* Begin Given data *

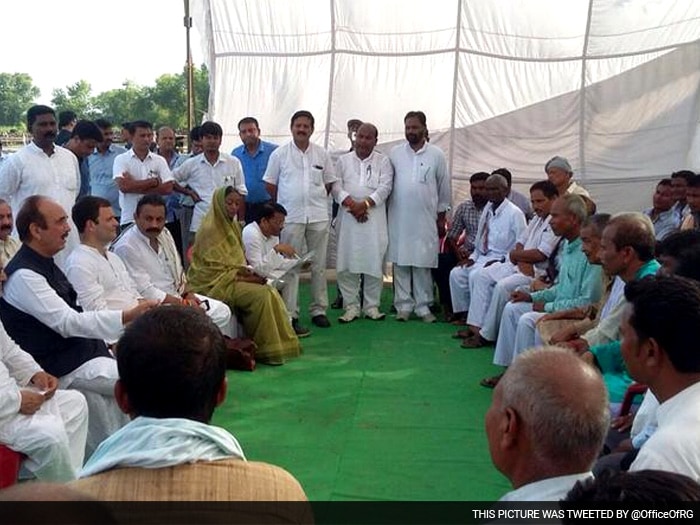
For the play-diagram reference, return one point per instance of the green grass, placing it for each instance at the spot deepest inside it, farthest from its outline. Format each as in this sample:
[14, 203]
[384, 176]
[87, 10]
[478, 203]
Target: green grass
[371, 411]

* End Given data *

Leave out the pictures and give the rest of the records again exactly.

For the play-diagram reference, return one point per instance of the green grass, placing it for each instance at the spot deepest inside it, farthest from its outline. Format each as in this sample:
[14, 203]
[384, 176]
[87, 10]
[478, 203]
Target: green grass
[371, 411]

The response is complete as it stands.